> _WHAT THE EXERCISE ASKS_
Switch "red baseball cap" to "navy baseball cap" wherever it occurs in the records below, and reproduce everything else without any change.

Contour labeling records
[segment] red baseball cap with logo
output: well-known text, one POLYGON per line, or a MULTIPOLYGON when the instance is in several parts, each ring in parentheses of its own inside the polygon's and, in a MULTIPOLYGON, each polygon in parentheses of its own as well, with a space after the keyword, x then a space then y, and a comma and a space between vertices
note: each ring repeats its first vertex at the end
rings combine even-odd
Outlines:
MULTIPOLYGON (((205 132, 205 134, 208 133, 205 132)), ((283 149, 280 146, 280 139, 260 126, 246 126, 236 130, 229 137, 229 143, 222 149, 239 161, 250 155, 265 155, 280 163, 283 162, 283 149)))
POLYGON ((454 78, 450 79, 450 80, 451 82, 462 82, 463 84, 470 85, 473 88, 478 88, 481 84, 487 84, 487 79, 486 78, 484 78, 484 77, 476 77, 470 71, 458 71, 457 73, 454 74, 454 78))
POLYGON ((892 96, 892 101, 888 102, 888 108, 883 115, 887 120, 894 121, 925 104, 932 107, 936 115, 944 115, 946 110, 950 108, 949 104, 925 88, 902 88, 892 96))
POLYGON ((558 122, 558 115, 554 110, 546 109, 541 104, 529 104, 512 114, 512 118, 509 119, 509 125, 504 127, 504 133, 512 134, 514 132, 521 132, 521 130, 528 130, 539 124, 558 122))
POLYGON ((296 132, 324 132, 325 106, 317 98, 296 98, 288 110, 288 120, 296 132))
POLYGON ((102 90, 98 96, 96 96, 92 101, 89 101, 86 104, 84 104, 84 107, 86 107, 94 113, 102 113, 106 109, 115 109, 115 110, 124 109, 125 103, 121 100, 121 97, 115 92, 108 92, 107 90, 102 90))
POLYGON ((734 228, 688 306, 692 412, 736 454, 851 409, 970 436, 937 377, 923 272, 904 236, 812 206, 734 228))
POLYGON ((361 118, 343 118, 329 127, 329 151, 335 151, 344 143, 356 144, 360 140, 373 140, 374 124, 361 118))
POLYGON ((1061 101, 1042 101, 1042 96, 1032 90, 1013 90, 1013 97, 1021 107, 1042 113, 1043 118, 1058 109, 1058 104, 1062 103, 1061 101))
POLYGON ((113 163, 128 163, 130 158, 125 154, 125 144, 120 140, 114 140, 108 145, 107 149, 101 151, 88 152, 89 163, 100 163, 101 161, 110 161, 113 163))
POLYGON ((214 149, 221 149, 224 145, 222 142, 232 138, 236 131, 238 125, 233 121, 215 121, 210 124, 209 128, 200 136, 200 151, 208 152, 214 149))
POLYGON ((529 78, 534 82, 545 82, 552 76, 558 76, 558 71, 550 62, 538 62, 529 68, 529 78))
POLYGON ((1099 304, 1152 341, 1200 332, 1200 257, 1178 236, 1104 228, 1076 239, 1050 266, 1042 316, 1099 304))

> _EXERCISE RESPONSE_
[segment] navy baseball cap with logo
output: well-known text, one POLYGON per line, or a MULTIPOLYGON when the instance is in several parts, each ring in parentheses of its own inside the polygon's and, in a MULTIPOLYGON, each polygon in parentheses of its own as well, with a space after the keyword, x then a space then y, and a comma and a space between vertices
note: each ring repeats its first vertex at the end
rings combine even-odd
Outlines:
MULTIPOLYGON (((205 132, 205 134, 208 133, 205 132)), ((283 149, 280 146, 280 139, 260 126, 246 126, 236 130, 229 137, 229 143, 222 149, 239 161, 250 155, 265 155, 280 163, 283 162, 283 149)))
POLYGON ((454 78, 450 79, 450 80, 451 82, 462 82, 463 84, 470 85, 473 88, 478 88, 481 84, 487 84, 487 79, 486 78, 484 78, 484 77, 476 77, 470 71, 458 71, 457 73, 454 74, 454 78))
POLYGON ((892 96, 892 101, 888 102, 888 108, 883 115, 887 120, 894 121, 925 104, 932 107, 936 115, 944 115, 946 110, 950 108, 949 104, 925 88, 902 88, 892 96))
POLYGON ((558 122, 558 115, 554 110, 546 109, 541 104, 529 104, 512 114, 512 118, 509 119, 509 125, 504 127, 504 133, 512 134, 514 132, 521 132, 521 130, 528 130, 539 124, 558 122))
POLYGON ((296 132, 324 132, 325 106, 317 98, 296 98, 288 110, 288 120, 296 132))
POLYGON ((102 90, 98 96, 96 96, 92 101, 89 101, 86 104, 84 104, 84 107, 86 107, 94 113, 102 113, 106 109, 115 109, 115 110, 124 109, 125 103, 121 100, 121 97, 115 92, 108 92, 107 90, 102 90))
POLYGON ((734 228, 688 306, 692 412, 736 454, 851 409, 970 436, 937 377, 923 272, 904 236, 812 206, 734 228))
POLYGON ((361 118, 343 118, 329 127, 329 151, 335 151, 344 143, 356 144, 360 140, 373 140, 374 124, 361 118))
POLYGON ((1061 101, 1042 101, 1042 96, 1032 90, 1013 90, 1013 97, 1021 107, 1042 113, 1043 118, 1058 109, 1058 104, 1062 103, 1061 101))
POLYGON ((113 163, 128 163, 130 158, 125 154, 125 144, 120 140, 114 140, 108 145, 107 149, 101 151, 88 152, 89 163, 100 163, 101 161, 110 161, 113 163))
POLYGON ((214 149, 221 149, 224 145, 222 142, 232 138, 236 131, 238 125, 233 121, 215 121, 210 124, 209 128, 200 136, 200 151, 208 152, 214 149))
POLYGON ((529 78, 534 82, 545 82, 552 76, 558 76, 558 71, 550 62, 538 62, 529 68, 529 78))
POLYGON ((1099 304, 1152 341, 1200 332, 1200 257, 1178 236, 1104 228, 1076 239, 1050 266, 1042 316, 1099 304))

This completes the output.